GIVEN TASK
Which lines in the material below contain the string "floor"? Pick out each of those lines and copy it in full.

INPUT RECORDS
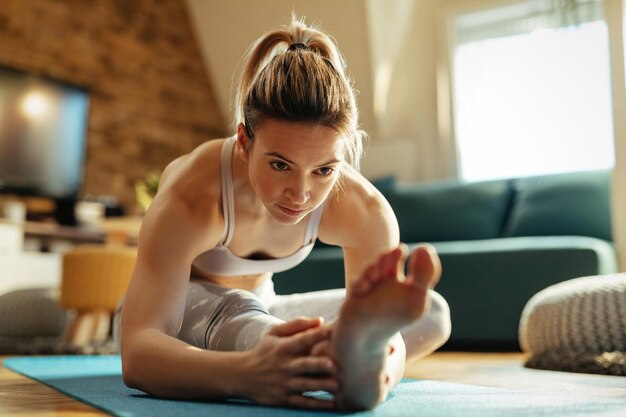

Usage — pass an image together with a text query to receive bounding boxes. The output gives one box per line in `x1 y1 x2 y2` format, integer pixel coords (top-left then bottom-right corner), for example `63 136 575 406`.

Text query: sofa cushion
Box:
386 180 511 242
504 171 612 241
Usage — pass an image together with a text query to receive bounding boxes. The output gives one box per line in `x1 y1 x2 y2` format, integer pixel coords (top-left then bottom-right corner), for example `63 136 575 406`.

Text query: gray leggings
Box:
173 280 450 358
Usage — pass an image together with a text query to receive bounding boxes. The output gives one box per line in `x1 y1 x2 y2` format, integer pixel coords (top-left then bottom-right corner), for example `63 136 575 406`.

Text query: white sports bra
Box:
193 138 324 276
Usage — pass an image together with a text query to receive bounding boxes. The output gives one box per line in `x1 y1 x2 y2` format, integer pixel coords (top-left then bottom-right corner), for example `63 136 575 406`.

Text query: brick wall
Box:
0 0 226 212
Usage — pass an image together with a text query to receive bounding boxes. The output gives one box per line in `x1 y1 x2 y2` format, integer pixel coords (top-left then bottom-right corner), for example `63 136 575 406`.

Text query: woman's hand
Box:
239 318 339 410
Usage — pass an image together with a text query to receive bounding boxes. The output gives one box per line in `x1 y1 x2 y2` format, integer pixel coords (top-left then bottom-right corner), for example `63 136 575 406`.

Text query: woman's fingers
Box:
269 317 324 337
287 377 339 394
283 328 331 355
288 356 338 376
287 394 337 410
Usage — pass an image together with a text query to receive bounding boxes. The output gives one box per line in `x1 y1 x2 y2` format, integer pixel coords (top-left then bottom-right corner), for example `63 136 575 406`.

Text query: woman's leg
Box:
267 289 451 359
178 280 283 351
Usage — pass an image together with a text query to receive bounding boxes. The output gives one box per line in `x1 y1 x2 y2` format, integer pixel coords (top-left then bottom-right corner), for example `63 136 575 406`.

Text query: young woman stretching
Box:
116 15 450 409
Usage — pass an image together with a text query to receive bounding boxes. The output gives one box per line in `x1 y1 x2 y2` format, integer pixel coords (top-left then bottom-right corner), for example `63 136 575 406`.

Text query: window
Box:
453 0 614 181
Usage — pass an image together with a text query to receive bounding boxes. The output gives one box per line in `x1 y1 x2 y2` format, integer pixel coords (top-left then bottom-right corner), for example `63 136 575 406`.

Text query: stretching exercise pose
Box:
116 15 450 410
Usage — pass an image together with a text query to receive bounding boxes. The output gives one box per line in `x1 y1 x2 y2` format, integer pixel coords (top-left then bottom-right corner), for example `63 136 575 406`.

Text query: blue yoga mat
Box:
4 355 626 417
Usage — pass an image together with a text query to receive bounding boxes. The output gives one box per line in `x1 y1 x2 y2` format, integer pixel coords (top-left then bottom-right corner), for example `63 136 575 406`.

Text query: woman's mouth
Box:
278 204 305 217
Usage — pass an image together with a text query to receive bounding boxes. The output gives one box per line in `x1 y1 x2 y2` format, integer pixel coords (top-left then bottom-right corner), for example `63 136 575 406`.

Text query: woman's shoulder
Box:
319 167 397 246
156 139 226 218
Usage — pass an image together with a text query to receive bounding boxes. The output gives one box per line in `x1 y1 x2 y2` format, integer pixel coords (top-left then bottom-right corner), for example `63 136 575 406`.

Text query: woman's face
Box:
237 119 345 224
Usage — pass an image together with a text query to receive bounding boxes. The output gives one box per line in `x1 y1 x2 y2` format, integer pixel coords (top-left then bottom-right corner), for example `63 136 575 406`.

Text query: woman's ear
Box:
237 123 250 162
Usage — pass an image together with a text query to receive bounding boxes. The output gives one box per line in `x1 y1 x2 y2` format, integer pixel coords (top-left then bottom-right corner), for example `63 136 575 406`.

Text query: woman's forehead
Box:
255 120 346 160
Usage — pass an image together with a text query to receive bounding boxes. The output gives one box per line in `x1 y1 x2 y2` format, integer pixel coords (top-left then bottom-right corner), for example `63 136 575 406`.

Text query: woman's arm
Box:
319 167 400 290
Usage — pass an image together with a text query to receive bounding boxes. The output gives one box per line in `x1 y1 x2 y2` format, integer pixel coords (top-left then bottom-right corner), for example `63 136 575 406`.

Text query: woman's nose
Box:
285 179 310 205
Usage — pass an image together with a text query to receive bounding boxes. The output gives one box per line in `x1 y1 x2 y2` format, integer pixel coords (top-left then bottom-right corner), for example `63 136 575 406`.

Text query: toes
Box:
408 245 441 288
378 246 405 279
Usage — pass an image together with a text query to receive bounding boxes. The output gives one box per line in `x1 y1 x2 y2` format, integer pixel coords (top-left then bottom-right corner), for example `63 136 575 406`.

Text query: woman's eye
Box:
270 161 289 171
318 167 333 176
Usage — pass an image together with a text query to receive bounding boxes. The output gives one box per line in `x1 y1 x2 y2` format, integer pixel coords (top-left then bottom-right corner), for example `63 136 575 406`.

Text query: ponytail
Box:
235 16 365 169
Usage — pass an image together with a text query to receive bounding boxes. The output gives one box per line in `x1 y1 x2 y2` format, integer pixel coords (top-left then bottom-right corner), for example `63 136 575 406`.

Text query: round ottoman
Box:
519 274 626 375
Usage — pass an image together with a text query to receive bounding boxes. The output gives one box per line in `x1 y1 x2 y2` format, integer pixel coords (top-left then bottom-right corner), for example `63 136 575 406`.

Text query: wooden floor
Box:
0 352 626 417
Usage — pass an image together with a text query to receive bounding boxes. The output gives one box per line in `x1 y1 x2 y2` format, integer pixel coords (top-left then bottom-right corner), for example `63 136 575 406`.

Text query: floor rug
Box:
4 355 626 417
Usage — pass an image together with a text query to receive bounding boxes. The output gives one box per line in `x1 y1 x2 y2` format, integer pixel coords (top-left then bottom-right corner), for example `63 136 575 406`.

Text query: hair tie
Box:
287 43 308 51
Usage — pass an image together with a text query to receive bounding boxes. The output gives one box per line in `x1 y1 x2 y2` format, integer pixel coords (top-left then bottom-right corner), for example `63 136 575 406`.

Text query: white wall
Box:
605 0 626 271
186 0 626 264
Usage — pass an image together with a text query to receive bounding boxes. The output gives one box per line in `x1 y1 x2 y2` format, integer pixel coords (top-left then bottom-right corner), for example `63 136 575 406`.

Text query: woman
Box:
121 16 449 409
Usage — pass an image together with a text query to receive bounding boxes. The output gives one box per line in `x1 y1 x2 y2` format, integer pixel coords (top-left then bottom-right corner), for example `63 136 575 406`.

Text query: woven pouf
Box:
519 274 626 376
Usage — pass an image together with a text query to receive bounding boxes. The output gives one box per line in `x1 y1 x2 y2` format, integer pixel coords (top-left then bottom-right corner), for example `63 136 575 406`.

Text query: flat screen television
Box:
0 66 89 224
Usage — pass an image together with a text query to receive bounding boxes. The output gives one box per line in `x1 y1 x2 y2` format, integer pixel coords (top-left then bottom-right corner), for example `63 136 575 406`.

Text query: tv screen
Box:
0 67 89 199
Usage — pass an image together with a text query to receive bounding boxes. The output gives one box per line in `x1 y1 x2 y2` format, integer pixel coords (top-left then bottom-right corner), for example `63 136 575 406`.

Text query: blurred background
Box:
0 0 626 264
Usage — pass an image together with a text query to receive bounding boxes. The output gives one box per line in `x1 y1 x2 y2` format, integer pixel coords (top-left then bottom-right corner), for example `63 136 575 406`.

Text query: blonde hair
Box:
235 15 365 169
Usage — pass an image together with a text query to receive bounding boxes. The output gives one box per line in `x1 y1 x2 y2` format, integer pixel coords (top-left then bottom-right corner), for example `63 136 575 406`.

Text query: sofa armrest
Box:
426 236 617 349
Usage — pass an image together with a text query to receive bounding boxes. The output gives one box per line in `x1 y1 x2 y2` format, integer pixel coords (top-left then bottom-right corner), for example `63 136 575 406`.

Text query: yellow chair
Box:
60 245 137 346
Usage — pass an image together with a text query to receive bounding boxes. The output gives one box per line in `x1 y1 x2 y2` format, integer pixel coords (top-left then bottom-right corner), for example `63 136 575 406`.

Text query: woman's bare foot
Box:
330 246 441 410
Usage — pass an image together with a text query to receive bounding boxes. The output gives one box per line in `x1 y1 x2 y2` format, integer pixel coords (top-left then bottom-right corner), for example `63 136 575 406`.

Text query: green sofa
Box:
274 171 617 350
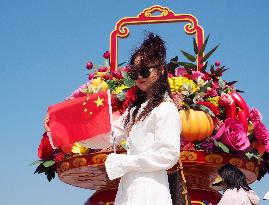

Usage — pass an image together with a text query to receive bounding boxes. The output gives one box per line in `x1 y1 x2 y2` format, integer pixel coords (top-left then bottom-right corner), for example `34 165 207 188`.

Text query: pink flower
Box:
65 83 87 100
219 93 234 106
103 51 110 59
191 71 205 80
250 108 269 152
175 68 187 77
206 88 218 97
214 118 250 151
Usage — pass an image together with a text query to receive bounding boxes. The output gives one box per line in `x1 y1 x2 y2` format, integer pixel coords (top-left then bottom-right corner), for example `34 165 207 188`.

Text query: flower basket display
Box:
33 6 269 205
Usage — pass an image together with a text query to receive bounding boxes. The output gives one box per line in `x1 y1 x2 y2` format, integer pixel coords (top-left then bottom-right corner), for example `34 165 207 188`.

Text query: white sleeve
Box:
79 110 128 149
105 102 181 180
217 189 234 205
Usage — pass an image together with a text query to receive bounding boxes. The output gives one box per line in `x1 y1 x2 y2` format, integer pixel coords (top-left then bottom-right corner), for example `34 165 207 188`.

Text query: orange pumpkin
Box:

OUTPUT FOR THIS EXERCISE
Text query: wooden floor
Text query: floor rug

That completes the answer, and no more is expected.